--- START GIVEN PASSAGE ---

Science Inventory

Benefit transfer with limited data: An application to recreational fishing losses from surface mining

Citation:

Mazzotta, M., L. Wainger, S. Silfleet, J. Petty, AND B. Rashleigh. Benefit transfer with limited data: An application to recreational fishing losses from surface mining. ECOLOGICAL ECONOMICS. Elsevier Science Ltd, New York, NY, (119):384-398, (2015).

Impact/Purpose:

Several environmental issues are associated with mountaintop mining and valley fills, and regional policy-makers and environmental managers are interested in quantifying the effects of mining on ecosystem services, in order to support environmental decision making associated with this activity. This analysis estimates the potential lost welfare for one ecosystem service, recreational fishing, using a benefit transfer method that is scale-appropriate and sensitive to local conditions. This method can be used in other areas experiencing impacts from mountaintop mining.

Description:

The challenges of applying benefit transfer models to policy sites are often underestimated. Analysts commonly need to estimate site-specific effects for areas that lack data on the number of people who use the resource, intensity of use, and other relevant variables. Yet, the benefit transfer literature has focused on the estimation of transfer functions, including out of sample transferability and other methodological and model robustness issues, while methods for overcoming data gaps are often ad-hoc and untested, despite the fact that results can be highly sensitive to these poorly constrained variables. Here, we address issues that arise when applying transfer functions to policy sites that have sparse or missing data. We present options for estimating the data needed to apply meta-regression models (MRMs) in ways that are scale-appropriate and sensitive to local conditions. We use a case study of estimating the potential lost welfare to freshwater anglers as a result of mountain top and surface coal mining within West Virginia in the Appalachian region of the U.S. Our study area encompasses most of the area in West Virginia where mountaintop removal-valley fill mining occurs.Three models are integrated to relate surface mining impacts to changes in social welfare: 1) an empirical ecological model of fish community changes; 2) an MRM that relates changes in catch rates to changes in anglers’ utility; and 3) a spatial participation analysis that combines multiple survey datasets to map trip distribution. We estimate results under two scenarios of partial (20%) and full use of existing mine permits and apply varying assumptions about anglers. Using the conservative assumptions of median county income and mean catch rates, we estimate an annual welfare loss due to changes in freshwater fish abundance of $87,300 for the partial mining scenario and $469,600 for the full mining scenario, due to changes in recreational fishing catches. These results are sensitive to catch rate assumptions and socio-demographic characteristics that varied widely depending on the spatial scale of measurement. This estimate of lost welfare only begins to capture the ecosystem service effects of mining since recreational fishing is only one use of the area’s impacted streams.

--- END GIVEN PASSAGE ---

## EXERCISE AIM
Rewrite the stretch of the fishing-loss summary from "Mazzotta, M., L." through "NY, (119):384-398, (2015).", putting "Elsevier" in place of "Elsevier Science Ltd".

--- START STORED DATA ---

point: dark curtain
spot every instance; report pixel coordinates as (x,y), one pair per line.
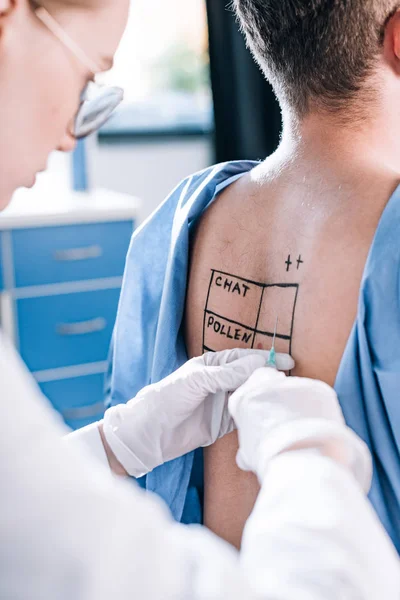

--- END STORED DATA ---

## REPLY TO THE EXERCISE
Mazzotta, M., L. Wainger, S. Silfleet, J. Petty, AND B. Rashleigh. Benefit transfer with limited data: An application to recreational fishing losses from surface mining. ECOLOGICAL ECONOMICS. Elsevier, New York, NY, (119):384-398, (2015).